-- EXTRACTED ENTRIES follows --

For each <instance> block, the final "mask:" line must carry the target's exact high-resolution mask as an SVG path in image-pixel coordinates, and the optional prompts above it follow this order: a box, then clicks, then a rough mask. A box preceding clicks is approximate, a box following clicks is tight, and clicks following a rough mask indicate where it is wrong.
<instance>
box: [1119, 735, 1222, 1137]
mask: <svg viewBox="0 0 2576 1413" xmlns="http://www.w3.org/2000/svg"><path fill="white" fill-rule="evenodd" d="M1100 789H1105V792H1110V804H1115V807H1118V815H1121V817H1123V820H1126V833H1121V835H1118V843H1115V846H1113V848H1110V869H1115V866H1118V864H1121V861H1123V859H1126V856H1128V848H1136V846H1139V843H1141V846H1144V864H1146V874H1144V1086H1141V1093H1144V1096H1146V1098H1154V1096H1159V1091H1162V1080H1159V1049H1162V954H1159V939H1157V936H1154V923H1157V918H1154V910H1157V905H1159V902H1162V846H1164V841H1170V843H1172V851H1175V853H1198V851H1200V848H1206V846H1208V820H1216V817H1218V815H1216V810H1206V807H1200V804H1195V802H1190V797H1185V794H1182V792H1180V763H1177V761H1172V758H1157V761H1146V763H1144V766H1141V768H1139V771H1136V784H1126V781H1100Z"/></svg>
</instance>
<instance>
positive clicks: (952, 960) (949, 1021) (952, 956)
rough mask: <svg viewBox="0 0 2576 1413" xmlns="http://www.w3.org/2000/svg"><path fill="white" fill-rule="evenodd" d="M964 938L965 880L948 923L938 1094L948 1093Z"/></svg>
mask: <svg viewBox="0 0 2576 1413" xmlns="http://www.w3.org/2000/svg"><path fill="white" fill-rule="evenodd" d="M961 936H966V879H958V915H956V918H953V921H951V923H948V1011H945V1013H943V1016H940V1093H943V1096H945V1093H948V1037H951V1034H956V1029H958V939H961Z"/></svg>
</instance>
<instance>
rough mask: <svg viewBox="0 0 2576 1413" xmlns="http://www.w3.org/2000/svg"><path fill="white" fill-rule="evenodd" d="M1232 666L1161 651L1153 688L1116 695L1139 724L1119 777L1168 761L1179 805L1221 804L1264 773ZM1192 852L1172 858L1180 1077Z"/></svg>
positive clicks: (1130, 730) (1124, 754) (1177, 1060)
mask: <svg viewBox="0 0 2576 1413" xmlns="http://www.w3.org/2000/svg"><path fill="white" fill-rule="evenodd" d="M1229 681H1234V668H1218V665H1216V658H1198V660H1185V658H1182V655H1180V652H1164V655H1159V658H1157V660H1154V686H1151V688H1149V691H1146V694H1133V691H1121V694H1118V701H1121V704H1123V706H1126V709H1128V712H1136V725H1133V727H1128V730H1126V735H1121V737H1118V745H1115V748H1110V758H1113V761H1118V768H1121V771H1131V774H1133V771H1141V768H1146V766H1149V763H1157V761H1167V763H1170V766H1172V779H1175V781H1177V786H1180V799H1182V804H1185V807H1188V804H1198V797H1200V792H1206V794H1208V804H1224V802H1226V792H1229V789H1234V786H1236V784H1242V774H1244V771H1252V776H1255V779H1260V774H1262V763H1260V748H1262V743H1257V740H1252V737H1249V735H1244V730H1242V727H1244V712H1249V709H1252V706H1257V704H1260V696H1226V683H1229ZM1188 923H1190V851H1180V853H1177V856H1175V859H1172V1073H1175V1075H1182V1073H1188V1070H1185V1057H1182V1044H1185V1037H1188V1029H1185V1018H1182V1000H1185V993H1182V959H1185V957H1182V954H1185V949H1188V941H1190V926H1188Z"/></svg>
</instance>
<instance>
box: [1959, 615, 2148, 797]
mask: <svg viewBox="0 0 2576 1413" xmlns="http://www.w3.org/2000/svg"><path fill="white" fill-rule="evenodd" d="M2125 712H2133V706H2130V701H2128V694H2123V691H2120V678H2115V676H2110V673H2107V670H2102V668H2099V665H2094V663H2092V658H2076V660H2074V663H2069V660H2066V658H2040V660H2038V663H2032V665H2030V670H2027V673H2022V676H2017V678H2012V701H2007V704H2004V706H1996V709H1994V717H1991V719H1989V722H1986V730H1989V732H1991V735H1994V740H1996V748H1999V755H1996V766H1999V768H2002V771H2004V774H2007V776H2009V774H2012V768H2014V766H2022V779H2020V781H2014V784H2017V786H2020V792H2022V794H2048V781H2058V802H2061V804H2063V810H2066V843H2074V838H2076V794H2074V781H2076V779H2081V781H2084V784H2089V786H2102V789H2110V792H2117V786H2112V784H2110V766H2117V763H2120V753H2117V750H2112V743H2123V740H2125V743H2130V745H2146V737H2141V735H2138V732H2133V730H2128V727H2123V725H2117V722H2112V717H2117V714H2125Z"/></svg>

-- EXTRACTED ENTRIES concluded --

== WHAT IS BEING ASKED ==
Reproduce all of the records exactly.

== RESPONSE AREA ==
For each <instance> block, the final "mask:" line must carry the target's exact high-resolution mask as an SVG path in image-pixel coordinates, and the optional prompts above it follow this order: a box, then clicks, then a rough mask. A box preceding clicks is approximate, a box following clicks is tight, and clicks following a rough mask indicate where it is wrong.
<instance>
box: [1119, 735, 1222, 1137]
mask: <svg viewBox="0 0 2576 1413" xmlns="http://www.w3.org/2000/svg"><path fill="white" fill-rule="evenodd" d="M1100 789H1105V792H1110V804H1115V807H1118V815H1121V817H1123V820H1126V833H1121V835H1118V843H1115V846H1113V848H1110V869H1115V866H1118V864H1121V861H1123V859H1126V856H1128V848H1136V846H1139V843H1141V846H1144V864H1146V874H1144V1086H1141V1093H1144V1096H1146V1098H1154V1096H1159V1091H1162V1080H1159V1049H1162V954H1159V939H1157V936H1154V923H1157V918H1154V910H1157V905H1159V902H1162V846H1164V841H1170V843H1172V851H1175V853H1198V851H1200V848H1206V846H1208V820H1216V817H1218V815H1216V810H1206V807H1200V804H1195V802H1190V797H1185V794H1182V792H1180V763H1177V761H1172V758H1157V761H1146V763H1144V766H1141V768H1139V771H1136V784H1126V781H1100Z"/></svg>
</instance>
<instance>
positive clicks: (952, 960) (949, 1021) (952, 956)
rough mask: <svg viewBox="0 0 2576 1413" xmlns="http://www.w3.org/2000/svg"><path fill="white" fill-rule="evenodd" d="M964 938L965 880L948 923L938 1094L948 1093Z"/></svg>
mask: <svg viewBox="0 0 2576 1413" xmlns="http://www.w3.org/2000/svg"><path fill="white" fill-rule="evenodd" d="M961 936H966V879H958V915H956V918H953V921H951V923H948V1011H945V1013H943V1016H940V1093H943V1096H945V1093H948V1037H951V1034H956V1029H958V939H961Z"/></svg>
</instance>
<instance>
rough mask: <svg viewBox="0 0 2576 1413" xmlns="http://www.w3.org/2000/svg"><path fill="white" fill-rule="evenodd" d="M1232 666L1161 651L1153 688L1116 695L1139 724L1119 777L1168 761L1179 805L1221 804L1264 773ZM1192 852L1172 858L1180 1077Z"/></svg>
positive clicks: (1130, 730) (1124, 754) (1177, 1060)
mask: <svg viewBox="0 0 2576 1413" xmlns="http://www.w3.org/2000/svg"><path fill="white" fill-rule="evenodd" d="M1229 681H1234V668H1218V665H1216V658H1198V660H1185V658H1182V655H1180V652H1164V655H1159V658H1157V660H1154V686H1151V688H1149V691H1146V694H1133V691H1121V694H1118V701H1121V704H1123V706H1126V709H1128V712H1136V725H1133V727H1128V730H1126V735H1121V737H1118V745H1115V748H1110V758H1113V761H1118V768H1121V771H1131V774H1133V771H1141V768H1146V766H1149V763H1157V761H1167V763H1170V766H1172V779H1175V781H1177V786H1180V799H1182V804H1185V807H1188V804H1198V797H1200V792H1206V794H1208V804H1224V802H1226V792H1229V789H1234V786H1236V784H1242V774H1244V771H1252V776H1255V779H1260V774H1262V763H1260V748H1262V743H1257V740H1252V737H1249V735H1244V730H1242V727H1244V712H1249V709H1252V706H1257V704H1260V696H1226V683H1229ZM1188 923H1190V851H1180V853H1177V856H1175V859H1172V1073H1175V1075H1182V1073H1188V1070H1185V1057H1182V1044H1185V1037H1188V1029H1185V1018H1182V1000H1185V993H1182V959H1185V957H1182V954H1185V949H1188V941H1190V926H1188Z"/></svg>
</instance>
<instance>
box: [1959, 615, 2148, 797]
mask: <svg viewBox="0 0 2576 1413" xmlns="http://www.w3.org/2000/svg"><path fill="white" fill-rule="evenodd" d="M2125 712H2133V706H2130V701H2128V694H2123V691H2120V678H2115V676H2110V673H2107V670H2102V668H2099V665H2094V663H2092V658H2076V660H2074V663H2069V660H2066V658H2040V660H2038V663H2032V665H2030V670H2027V673H2022V676H2017V678H2012V701H2007V704H2004V706H1996V709H1994V717H1991V719H1989V722H1986V730H1989V732H1991V735H1994V740H1996V748H1999V755H1996V766H1999V768H2002V771H2004V774H2007V776H2009V774H2012V768H2014V766H2022V779H2020V781H2014V784H2017V786H2020V792H2022V794H2048V781H2058V802H2061V804H2063V810H2066V843H2074V838H2076V794H2074V781H2076V779H2081V781H2084V784H2089V786H2102V789H2110V792H2117V786H2112V784H2110V766H2117V763H2120V753H2117V750H2112V743H2123V740H2125V743H2130V745H2146V737H2141V735H2138V732H2133V730H2128V727H2123V725H2117V722H2112V717H2117V714H2125Z"/></svg>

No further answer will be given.